文本节选
══════

大模型基础--Transformer的代码实现
1.下图是Transformer的架构图。主要部分是Positional Encoding,Cross Multi-Head self-Attention,Masked Multi-Head Attention。

2. Positional Encoding
Transformer 使用了一种基于正弦(sin)和余弦(cos)函数的位置编码方式,具体定义如下:

class PositionEncoding(nn.Module):
# 位置编码矩阵 (max_len, d_model)
def __init__(self, max_len, d_model):
super().__init__()
# 初始化编码矩阵 (max_len, d_model)
pe = torch.zeros(size=(max_len, d_model))
# 当前词在序列中的位置 (max_len, 1)
pos = torch.arange(0, max_len).unsqueeze(1)
# 表示公式中2i (d_model/2, )
_2i = torch.arange(0, d_model, 2)
# 计算10000**(2i/d_model) (d_model/2, )
div_term = torch.pow(10000, (_2i / d_model))
# 按奇偶数维度计算位置编码值 (max_len, d_model)
pe[:, 0::2] = torch.sin( pos / div_term)
pe[:, 1::2] = torch.cos( pos / div_term)
self.register_buffer("pe", pe)
# 前向传播
def forward(self, x):
# x (N, L, E=d_model)
# 提取当前序列长度 L (DataLoader中pad_sequence的逻辑是将一批按照最长的句子进行padding,所以L是小于等于max_len)
seq_len = x.shape[1]
# 在位置编码矩阵中截取 L个向量 (L, E)
part_pe = self.pe[0:seq_len]
return x + part_pe
3. Cross Multi-Head Attention
Cross Multi-Head Attention是由Cross Self-Attention Head组成。
3.1 Cross Self-Attention Head


import torch
import torch.nn as nn
class EncoderAttentionHead(nn.Module):
def __init__(self, d_model, head_size):
super().__init__()
self.head_size = head_size
self.query = nn.Linear(d_model, head_size)
self.key = nn.Linear(d_model, head_size)
self.value = nn.Linear(d_model, head_size)
def forward(self, x):
# 计算Q, K, V
Q = self.query(x)
K = self.key(x)
V = self.value(x)
# Q和K的点积
attention = Q @ K.transpose(-2, -1)
# 缩放
attention = attention / (self.head_size ** 0.5)

══════

任务要求
• A. 在这篇讲Transformer代码实现的节选中,位置编码是基于哪两种函数的?
• B. 请从Transformer代码实现这段节选的末尾往下续写。

数据源中的条目
══════

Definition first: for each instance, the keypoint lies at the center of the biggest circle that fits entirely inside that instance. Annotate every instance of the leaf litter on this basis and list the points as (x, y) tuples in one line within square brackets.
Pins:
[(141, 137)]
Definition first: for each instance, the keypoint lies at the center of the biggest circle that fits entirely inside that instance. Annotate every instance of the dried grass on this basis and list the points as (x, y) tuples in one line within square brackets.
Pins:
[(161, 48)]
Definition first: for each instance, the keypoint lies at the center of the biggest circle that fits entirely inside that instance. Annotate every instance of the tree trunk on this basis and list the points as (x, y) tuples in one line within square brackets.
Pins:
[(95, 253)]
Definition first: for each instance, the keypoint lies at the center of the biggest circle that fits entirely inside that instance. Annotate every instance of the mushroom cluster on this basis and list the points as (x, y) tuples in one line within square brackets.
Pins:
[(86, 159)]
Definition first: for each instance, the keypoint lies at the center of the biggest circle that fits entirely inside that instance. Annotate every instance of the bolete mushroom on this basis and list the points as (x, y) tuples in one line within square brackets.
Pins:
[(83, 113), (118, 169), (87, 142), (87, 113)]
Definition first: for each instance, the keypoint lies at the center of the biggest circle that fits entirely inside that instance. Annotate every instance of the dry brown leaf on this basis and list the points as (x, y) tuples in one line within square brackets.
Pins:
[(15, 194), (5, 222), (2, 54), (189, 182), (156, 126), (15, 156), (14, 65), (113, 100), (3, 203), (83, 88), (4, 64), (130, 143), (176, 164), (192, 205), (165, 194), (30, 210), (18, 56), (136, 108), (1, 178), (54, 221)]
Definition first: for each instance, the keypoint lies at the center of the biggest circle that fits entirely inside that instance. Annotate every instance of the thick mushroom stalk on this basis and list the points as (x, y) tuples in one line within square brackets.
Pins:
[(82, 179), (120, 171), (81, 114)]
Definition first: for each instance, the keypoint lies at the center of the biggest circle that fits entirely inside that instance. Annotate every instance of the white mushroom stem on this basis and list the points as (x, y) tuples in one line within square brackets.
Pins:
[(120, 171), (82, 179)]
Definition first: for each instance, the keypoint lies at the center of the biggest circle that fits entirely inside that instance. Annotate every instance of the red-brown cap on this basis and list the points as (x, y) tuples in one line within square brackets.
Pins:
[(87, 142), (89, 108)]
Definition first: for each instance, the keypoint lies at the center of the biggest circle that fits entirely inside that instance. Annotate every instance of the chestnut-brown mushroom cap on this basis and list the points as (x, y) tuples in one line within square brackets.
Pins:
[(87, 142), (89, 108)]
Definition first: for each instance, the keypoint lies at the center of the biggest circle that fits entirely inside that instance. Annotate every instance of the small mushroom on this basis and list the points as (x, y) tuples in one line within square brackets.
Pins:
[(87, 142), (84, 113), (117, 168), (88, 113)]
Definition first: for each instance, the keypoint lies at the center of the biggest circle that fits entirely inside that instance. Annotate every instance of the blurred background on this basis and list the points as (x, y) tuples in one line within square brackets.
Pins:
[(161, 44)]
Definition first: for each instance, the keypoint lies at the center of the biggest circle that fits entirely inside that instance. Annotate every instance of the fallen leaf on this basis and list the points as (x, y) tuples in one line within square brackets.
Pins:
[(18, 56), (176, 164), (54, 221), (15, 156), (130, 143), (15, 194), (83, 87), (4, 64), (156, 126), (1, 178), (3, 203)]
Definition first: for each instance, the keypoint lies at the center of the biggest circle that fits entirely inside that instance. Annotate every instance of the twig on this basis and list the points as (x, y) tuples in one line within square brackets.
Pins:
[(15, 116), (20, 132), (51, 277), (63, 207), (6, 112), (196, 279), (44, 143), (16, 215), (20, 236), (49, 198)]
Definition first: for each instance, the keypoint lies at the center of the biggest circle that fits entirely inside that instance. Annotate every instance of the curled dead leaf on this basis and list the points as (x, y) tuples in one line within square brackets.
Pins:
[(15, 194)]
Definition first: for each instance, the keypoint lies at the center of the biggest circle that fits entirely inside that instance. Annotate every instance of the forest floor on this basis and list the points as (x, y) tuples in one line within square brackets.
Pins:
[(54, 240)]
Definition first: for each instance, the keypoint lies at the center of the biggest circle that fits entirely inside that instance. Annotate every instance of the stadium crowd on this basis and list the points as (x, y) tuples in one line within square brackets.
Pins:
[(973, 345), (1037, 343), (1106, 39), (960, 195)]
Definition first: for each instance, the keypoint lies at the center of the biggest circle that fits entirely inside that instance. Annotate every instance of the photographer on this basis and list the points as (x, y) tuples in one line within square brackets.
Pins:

══════

参考答案
• A. 正弦(sin)函数和余弦(cos)函数。

• B.
# 打分
attention = torch.softmax(attention, dim=-1)
# 加权汇总
attention = attention @ V
return attention
3.2 Cross Multi-Head Attention

import torch
import torch.nn as nn
class MultiHeadAttention(nn.Module):
def __init__(self, d_model, n_heads):
super().__init__()
# 注意力头的个数,这块也可以看出d_model和注意力头数目由整倍数关系
self.head_size = d_model // n_heads
self.heads = nn.ModuleList([
EncoderAttentionHead(d_model, self.head_size) for _ in range(n_heads)
])
self.multi_header = nn.Linear(d_model, d_model)
def forward(self, x):
# 拼接多个注意力头
multi_header = torch.cat([head(x) for head in self.heads], dim=-1)
out = self.multi_header(multi_header)
return out
4. Encoder
Encoder Layer是由Cross Multi-Head Attention和前馈神经网络组成

class TransformerEncoder(nn.Module):
def __init__(self, d_model, n_heads, r_mlp=4):
super().__init__()
self.d_model = d_model
self.n_heads = n_heads
# 多头注意力
self.mha = MultiHeadAttention(d_model, n_heads)
# 层归一化
self.ln1 = nn.LayerNorm(d_model)
# 前馈神经网络
self.ffn = nn.Sequential(
nn.Linear(d_model, d_model * r_mlp),
nn.GELU(),
nn.Linear(d_model * r_mlp, d_model)
)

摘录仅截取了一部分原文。